┏━━

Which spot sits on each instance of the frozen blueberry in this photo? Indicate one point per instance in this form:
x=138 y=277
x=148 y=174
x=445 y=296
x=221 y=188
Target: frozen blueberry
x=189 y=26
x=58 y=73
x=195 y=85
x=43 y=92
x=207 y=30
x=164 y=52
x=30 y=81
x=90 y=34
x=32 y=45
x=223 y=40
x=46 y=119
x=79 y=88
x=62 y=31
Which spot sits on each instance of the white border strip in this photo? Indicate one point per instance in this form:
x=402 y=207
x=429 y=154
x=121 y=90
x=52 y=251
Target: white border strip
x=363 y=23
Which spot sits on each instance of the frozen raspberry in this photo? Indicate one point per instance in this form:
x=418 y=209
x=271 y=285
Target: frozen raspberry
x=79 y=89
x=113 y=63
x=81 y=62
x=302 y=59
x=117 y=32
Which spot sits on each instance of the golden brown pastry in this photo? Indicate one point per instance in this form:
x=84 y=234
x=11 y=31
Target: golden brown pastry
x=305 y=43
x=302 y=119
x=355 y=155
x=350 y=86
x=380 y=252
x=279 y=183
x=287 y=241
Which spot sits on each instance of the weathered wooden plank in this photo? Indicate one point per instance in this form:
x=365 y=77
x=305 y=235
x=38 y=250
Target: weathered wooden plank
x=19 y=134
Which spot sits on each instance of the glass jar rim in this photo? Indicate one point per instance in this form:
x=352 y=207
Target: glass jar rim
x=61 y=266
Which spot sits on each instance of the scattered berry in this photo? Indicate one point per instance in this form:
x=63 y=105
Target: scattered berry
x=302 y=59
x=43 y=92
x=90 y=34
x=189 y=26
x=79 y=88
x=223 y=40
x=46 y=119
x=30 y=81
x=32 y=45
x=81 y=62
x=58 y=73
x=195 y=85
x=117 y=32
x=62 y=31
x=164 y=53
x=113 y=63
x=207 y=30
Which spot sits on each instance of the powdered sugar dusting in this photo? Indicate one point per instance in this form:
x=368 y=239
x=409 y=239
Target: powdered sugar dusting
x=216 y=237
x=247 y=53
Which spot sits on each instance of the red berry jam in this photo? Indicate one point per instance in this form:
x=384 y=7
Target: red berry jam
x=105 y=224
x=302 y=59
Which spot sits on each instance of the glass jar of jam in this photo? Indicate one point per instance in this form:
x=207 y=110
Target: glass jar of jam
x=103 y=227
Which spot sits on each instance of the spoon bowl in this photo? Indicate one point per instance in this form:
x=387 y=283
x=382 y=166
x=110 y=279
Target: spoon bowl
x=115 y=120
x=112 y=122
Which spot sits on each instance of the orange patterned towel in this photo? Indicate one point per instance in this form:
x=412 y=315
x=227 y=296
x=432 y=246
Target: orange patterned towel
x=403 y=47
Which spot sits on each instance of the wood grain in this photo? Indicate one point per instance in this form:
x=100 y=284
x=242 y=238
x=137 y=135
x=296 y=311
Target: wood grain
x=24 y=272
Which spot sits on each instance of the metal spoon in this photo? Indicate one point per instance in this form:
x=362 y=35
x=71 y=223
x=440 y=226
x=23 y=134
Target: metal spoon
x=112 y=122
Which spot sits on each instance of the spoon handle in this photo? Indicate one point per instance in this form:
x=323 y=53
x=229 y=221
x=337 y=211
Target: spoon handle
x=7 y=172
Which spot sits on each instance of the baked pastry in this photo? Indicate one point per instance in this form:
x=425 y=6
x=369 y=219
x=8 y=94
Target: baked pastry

┗━━

» **WHAT IS BEING ASKED**
Print out every record, character for character.

» **RESPONSE FOR THIS EXERCISE**
Which spot sits on each instance of the frozen blueberry in this photo? Indicate one point per instance in this form:
x=138 y=277
x=148 y=174
x=445 y=296
x=221 y=188
Target: frozen blueberry
x=189 y=26
x=58 y=73
x=195 y=85
x=43 y=92
x=207 y=30
x=164 y=52
x=30 y=81
x=90 y=34
x=32 y=45
x=223 y=40
x=46 y=119
x=79 y=88
x=62 y=31
Which spot sits on each instance of the white border strip in this photo? Indicate one point per instance in this form:
x=402 y=207
x=429 y=154
x=121 y=90
x=52 y=251
Target: white border strip
x=363 y=23
Which spot sits on each instance of the frozen raspberry in this photo? Indicate one point per instance in this form:
x=418 y=209
x=271 y=285
Target: frozen raspberry
x=79 y=89
x=113 y=63
x=81 y=62
x=302 y=59
x=117 y=32
Which spot sits on each instance of the golden brown pastry in this photo? Indicate one point per instance in this form:
x=84 y=234
x=11 y=31
Target: golden brown pastry
x=305 y=43
x=302 y=119
x=355 y=155
x=350 y=86
x=380 y=252
x=279 y=183
x=287 y=241
Which spot sits on each instance of the weathered wooden plank in this photo? Indicate one point per instance in this form:
x=365 y=77
x=305 y=235
x=38 y=250
Target: weathered wooden plank
x=19 y=134
Which spot sits on each instance of the glass jar rim in this photo? Indicate one point per instance in this form:
x=352 y=207
Target: glass jar rim
x=61 y=266
Which spot sits on each instance of the scattered berry in this photo? Indicate one point per instance in this form:
x=63 y=105
Target: scattered berry
x=302 y=59
x=43 y=92
x=90 y=34
x=189 y=26
x=79 y=88
x=223 y=40
x=46 y=119
x=30 y=81
x=32 y=45
x=81 y=62
x=58 y=73
x=195 y=85
x=117 y=32
x=62 y=31
x=164 y=53
x=113 y=63
x=207 y=30
Which spot sits on each instance of the powdered sugar dusting in this photo? Indicate one point per instance in this form:
x=368 y=239
x=409 y=239
Target: powdered sugar dusting
x=216 y=237
x=247 y=53
Which spot sits on each instance of the red berry jam in this photo? Indicate one point per instance in this form:
x=384 y=7
Target: red berry jam
x=105 y=224
x=302 y=59
Which spot sits on each instance of the glass jar of jam in this photo? Indicate one point per instance in this form:
x=207 y=110
Target: glass jar of jam
x=103 y=227
Which spot sits on each instance of the spoon bowl in this photo? Indicate one point per instance in this form:
x=387 y=283
x=382 y=166
x=110 y=279
Target: spoon bowl
x=115 y=120
x=112 y=122
Which spot sits on each instance of the orange patterned towel in this photo? Indicate one point per instance in this form:
x=412 y=315
x=227 y=296
x=432 y=246
Target: orange patterned towel
x=403 y=47
Which spot sits on each instance of the wood grain in this photo? Indicate one point per instance in this form:
x=100 y=284
x=242 y=238
x=137 y=135
x=296 y=311
Target: wood grain
x=24 y=272
Which spot sits on each instance of the metal spoon in this photo? Indicate one point per instance in this form:
x=362 y=35
x=71 y=223
x=440 y=226
x=23 y=134
Target: metal spoon
x=112 y=122
Which spot sits on each instance of the spoon handle in this photo? Indicate one point per instance in this form:
x=323 y=53
x=229 y=221
x=337 y=211
Target: spoon handle
x=7 y=172
Which spot sits on each instance of the baked pastry in this photo? Indicate one point per instance in this form:
x=425 y=6
x=369 y=219
x=8 y=94
Target: baked pastry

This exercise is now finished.